┌─ QUOTED TEXT

The  open-loop  response  was  studied  for  the  process  variables  (i)  CO2  absorbed  CO2,abs,  in Equation (11); (ii) CO2 desorbed CO2,abs (or Fprod); (iii) lean CO2 loading Ll at the inlet of the absorber; and (iv) rich CO2 loading Lr at the outlet of the absorber. To characterize the transient response,  dead time θ, settling time ts, total stabilization time tt, and relative change (RC) were calculated:

  • Dead time θ: it is the time that takes before a process variable starts to change from the initial steady-state conditions as a response to the disturbance or input.
  • Settling time: The 10% settling time ts is the time taken from when the process variable begins to respond to the input change (dead time) until it remains within an error band described by 10% of the change in the process variable ∆y and the final steady-state value of the process variable y, i.e.: 0.1 ∆y+ y < y < 0.1 ∆y + y.
  • Total stabilization time: the sum of the dead time θ and the settling time ts is the resulting total stabilization time tt.
  • Relative change RC: Change in the observed process variable from initial steady-state conditions y0 to the final steady-state conditions; refer to Equation (14).

The detailed results of the process simulations are presented in Tables A1–A3 in Appendix A. Figure 8 shows the total stabilization times for the selected process variables at the three operating points, for step changes in solvent flow rate and reboiler duty. The responses for step changes in flue gas flow rate are not presented, since it is shown in Table A1 that the relative change RC in the output process variables is very small or negligible (RC ranges from 0.81% to 0.21%). This can be explained by the highly diluted nature of the CO2 in the flue gas (ca. 3.5 vol%). The results show the non-linear behavior of the plant, with different transient responses to step change set-point increase and decrease in key plant inputs, and at different loads of the plant.

└─
┌─ GIVEN DATA

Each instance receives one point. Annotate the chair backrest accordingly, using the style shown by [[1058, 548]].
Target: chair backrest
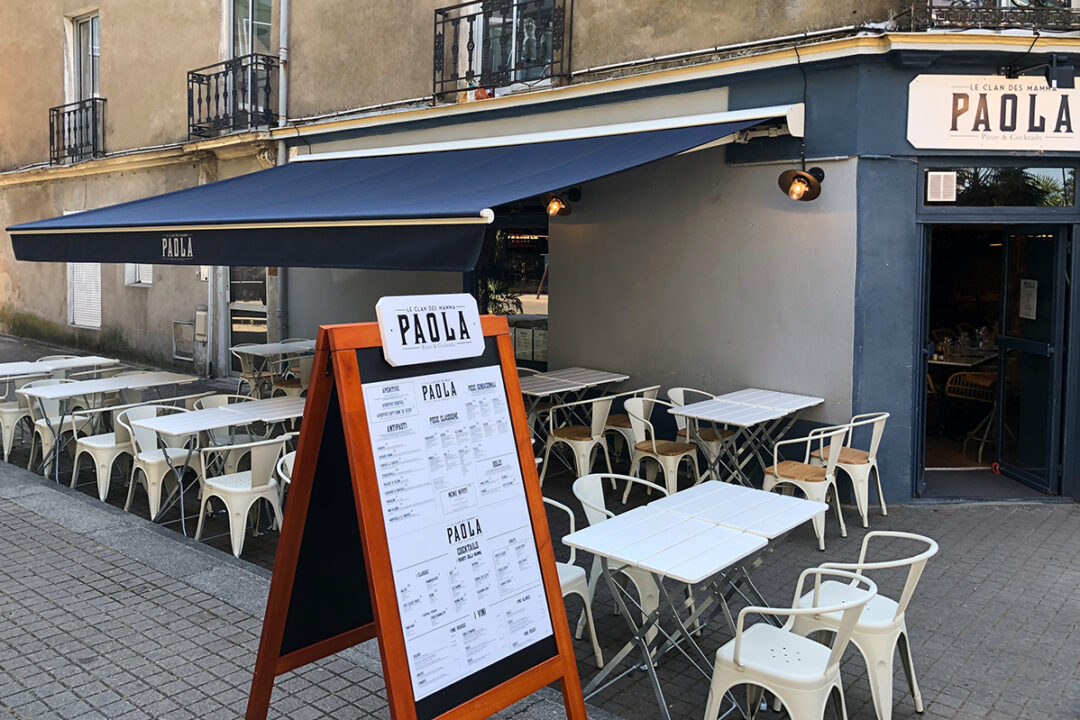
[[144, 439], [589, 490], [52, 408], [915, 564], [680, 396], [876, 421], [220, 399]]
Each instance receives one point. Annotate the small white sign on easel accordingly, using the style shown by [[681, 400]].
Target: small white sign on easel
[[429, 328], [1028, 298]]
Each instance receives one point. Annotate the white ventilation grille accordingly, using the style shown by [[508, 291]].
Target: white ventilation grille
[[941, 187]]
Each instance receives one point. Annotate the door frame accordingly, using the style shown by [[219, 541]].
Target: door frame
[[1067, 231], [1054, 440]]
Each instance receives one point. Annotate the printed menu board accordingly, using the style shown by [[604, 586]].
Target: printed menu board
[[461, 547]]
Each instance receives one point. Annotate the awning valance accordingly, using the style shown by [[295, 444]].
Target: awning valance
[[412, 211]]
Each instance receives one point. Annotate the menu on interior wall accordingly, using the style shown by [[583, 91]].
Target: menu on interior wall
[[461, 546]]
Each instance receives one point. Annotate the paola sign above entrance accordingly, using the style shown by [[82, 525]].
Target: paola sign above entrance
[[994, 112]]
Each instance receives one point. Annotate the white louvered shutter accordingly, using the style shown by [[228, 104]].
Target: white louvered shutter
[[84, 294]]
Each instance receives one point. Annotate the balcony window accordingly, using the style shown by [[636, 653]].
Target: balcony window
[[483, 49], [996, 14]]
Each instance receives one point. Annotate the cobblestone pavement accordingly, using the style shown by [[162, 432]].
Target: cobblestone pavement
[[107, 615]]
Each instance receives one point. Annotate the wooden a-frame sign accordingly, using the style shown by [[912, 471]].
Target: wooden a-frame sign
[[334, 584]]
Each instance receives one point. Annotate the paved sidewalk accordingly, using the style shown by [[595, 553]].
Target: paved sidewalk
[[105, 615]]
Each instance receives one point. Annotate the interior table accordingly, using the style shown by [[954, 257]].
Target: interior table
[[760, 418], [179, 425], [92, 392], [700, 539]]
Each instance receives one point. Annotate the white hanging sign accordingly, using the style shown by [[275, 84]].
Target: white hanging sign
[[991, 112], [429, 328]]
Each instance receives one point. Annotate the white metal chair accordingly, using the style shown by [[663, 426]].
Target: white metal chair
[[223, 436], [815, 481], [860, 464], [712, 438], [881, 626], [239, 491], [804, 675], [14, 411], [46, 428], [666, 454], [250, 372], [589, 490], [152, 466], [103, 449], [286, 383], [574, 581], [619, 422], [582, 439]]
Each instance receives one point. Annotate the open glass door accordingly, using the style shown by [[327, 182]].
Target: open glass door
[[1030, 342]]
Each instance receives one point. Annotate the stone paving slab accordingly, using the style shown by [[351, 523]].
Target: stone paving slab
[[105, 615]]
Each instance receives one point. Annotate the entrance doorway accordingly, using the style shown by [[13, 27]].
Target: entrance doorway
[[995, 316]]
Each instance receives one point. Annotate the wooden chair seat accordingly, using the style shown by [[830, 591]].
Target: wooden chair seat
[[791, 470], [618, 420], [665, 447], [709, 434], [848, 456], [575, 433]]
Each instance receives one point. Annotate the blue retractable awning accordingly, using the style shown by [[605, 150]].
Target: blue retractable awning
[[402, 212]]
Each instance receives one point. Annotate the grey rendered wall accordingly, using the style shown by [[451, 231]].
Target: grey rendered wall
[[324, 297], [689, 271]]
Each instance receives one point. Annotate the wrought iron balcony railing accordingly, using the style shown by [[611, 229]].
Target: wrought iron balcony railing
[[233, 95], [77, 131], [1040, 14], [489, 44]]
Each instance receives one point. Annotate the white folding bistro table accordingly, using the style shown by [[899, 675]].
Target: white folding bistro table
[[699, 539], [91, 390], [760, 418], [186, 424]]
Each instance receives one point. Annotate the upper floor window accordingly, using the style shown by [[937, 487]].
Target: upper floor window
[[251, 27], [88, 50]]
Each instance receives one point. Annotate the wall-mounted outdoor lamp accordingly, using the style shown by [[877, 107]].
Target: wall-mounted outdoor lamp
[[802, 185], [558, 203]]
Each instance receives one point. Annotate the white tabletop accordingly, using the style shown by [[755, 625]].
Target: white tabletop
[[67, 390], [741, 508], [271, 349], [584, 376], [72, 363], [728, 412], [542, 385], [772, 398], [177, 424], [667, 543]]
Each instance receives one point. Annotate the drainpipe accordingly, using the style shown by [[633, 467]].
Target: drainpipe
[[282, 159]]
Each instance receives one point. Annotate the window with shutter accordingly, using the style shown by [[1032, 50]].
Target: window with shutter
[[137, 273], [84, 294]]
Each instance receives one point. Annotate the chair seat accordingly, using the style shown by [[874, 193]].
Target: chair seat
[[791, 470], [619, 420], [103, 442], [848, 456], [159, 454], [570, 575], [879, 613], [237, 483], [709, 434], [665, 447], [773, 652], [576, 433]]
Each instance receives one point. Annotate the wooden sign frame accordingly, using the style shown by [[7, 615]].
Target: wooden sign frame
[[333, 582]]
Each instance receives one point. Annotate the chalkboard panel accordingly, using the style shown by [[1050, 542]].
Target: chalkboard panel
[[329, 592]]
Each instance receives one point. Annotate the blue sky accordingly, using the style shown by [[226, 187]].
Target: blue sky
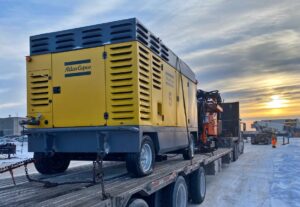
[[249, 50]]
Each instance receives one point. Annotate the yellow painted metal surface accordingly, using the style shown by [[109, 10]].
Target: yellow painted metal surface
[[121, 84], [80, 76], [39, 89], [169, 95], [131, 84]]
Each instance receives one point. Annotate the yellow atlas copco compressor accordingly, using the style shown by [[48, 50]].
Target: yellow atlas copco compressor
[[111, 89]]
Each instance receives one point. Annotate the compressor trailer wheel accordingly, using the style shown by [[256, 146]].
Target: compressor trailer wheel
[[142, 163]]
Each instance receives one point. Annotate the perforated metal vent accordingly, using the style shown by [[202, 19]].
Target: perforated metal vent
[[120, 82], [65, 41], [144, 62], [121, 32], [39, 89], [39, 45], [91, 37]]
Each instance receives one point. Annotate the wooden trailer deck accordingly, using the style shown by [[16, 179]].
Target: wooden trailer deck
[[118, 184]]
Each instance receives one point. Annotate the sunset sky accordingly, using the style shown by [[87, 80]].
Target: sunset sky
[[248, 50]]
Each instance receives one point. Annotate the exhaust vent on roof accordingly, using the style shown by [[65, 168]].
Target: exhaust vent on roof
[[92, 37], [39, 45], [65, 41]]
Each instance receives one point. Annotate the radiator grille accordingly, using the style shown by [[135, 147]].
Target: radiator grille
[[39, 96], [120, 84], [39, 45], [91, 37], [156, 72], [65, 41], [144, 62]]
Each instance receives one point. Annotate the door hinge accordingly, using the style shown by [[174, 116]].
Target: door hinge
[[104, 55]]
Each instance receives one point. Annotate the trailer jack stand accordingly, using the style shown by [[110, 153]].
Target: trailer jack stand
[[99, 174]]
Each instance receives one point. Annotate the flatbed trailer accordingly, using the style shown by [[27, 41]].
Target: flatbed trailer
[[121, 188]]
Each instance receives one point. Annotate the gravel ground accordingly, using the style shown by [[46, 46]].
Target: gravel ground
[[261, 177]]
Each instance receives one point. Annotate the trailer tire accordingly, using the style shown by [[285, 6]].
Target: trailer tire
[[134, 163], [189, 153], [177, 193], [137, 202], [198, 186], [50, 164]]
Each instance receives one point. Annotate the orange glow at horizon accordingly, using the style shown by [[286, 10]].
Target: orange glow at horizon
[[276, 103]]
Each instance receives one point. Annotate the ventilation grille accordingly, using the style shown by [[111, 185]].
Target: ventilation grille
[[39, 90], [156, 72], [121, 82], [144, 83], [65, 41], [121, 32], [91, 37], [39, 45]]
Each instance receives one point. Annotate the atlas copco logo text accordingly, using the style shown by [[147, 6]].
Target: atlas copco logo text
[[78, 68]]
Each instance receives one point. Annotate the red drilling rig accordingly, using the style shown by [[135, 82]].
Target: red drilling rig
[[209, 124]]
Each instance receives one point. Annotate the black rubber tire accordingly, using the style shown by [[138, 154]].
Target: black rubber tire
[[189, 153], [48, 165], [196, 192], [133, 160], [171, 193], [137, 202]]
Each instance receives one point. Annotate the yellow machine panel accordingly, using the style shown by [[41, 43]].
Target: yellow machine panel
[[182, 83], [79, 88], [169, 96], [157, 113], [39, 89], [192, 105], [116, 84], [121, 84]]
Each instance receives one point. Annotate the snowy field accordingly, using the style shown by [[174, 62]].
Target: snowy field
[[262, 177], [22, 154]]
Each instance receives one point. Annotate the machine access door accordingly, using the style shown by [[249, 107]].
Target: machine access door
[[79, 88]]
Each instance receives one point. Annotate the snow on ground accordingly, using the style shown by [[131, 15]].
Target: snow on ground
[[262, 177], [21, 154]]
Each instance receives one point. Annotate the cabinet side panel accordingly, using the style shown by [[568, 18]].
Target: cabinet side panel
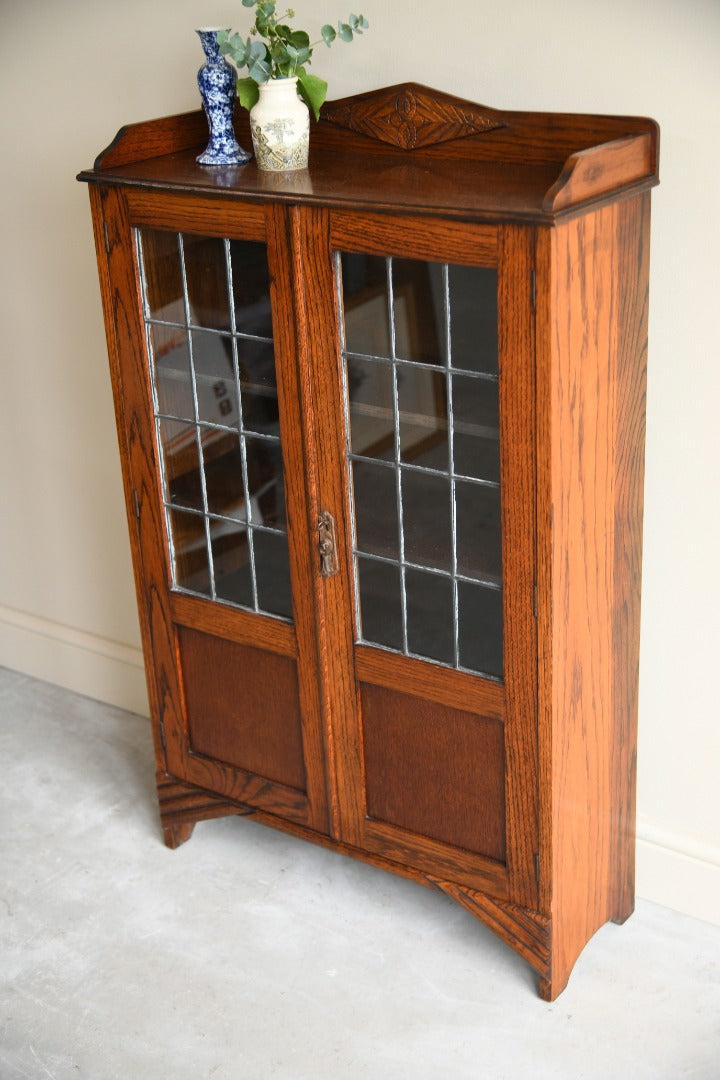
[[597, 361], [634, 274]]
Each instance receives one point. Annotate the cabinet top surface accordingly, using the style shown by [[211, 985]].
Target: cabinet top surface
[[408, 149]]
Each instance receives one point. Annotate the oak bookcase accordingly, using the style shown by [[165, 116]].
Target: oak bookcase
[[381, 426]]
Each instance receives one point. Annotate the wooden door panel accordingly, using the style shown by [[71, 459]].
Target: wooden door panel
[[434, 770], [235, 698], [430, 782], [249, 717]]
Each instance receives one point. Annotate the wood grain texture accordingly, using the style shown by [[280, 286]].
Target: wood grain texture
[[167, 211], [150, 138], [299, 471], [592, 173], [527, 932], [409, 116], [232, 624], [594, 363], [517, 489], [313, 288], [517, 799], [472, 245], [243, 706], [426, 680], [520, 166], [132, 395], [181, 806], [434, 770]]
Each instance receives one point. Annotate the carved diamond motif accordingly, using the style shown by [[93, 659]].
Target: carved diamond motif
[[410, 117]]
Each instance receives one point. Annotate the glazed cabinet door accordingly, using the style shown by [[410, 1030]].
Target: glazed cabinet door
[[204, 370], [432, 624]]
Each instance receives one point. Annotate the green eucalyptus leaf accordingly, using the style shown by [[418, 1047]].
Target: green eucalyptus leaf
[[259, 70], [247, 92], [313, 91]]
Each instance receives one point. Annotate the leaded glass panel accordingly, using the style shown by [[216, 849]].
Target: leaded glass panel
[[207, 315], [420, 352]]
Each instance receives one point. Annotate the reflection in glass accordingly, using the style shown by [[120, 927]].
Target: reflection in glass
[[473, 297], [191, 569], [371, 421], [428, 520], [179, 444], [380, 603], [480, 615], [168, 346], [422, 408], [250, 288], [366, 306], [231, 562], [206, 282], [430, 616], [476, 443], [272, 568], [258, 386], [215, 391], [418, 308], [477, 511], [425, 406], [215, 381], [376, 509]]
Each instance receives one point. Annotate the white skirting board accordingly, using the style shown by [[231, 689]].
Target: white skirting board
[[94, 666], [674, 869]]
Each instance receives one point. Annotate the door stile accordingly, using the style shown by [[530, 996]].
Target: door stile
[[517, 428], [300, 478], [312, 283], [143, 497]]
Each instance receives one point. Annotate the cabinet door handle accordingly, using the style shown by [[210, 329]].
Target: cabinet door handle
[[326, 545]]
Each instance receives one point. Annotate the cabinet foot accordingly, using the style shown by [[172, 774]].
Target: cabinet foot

└─

→ **BRIEF 1**
Repeat the entries word for word, from the line that contains "Each instance receives one point. Annotate the cabinet door" through the last line of the entries, including both ends.
→ **BRIEF 2**
Continue the passage on the CO2 capture plant's transient response from the point where it stops.
The passage on CO2 capture and the entries have nothing to do with each other.

→ **WRITTEN ANSWER 1**
Each instance receives one point. Annotate the cabinet door handle accordingly, using the style shown by [[210, 329]].
Target: cabinet door handle
[[326, 545]]
Each instance receives one point. Annotate the cabinet foot accordingly, using the style shown by [[172, 774]].
Target: cabinet foot

→ **WRITTEN ANSWER 2**
Figure 8a shows the total stabilization time for lean CO2 loading Ll at the inlet of the absorber, which ranges from 25 to 45 min in all cases. The results show that the required time for total stabilization increases when the plant is operated at lower loads.  As shown in Appendix A (Tables A1 and A2),  a general trend was that the dead time θ in the response of Ll to step changes in reboiler duty and rich solvent mass flow rate increases at part-load points. This could be explained by the fact that at lower loads the solvent mass flow rate is smaller (refer to Fsolv in Table 6), resulting in longer residence times of the solvent through each equipment hold-up, piping, and recycle loop, this is, larger circulation time. This can also explain why dead times are generally larger when decreasing solvent flow rate than when increasing it; refer to Table A2 in Appendix A.


Figure 8. Simulation results. Total stabilization times ts for open-loop ± 10% step changes in solvent flow rate and reboiler duty for the process variables (a) Lean CO2 loading Ll; (b) rich CO2 loading Lr; (c) CO2 absorbed CO2 ,abs and (d) CO2 desorbed CO2 ,abs. Stabilization times are calculated for the response when the plant is operated at three different operating points in terms of flue gas mass flow rate, 100%, 80% and 60% of nominal capacity; refer to Tables 5 and 6.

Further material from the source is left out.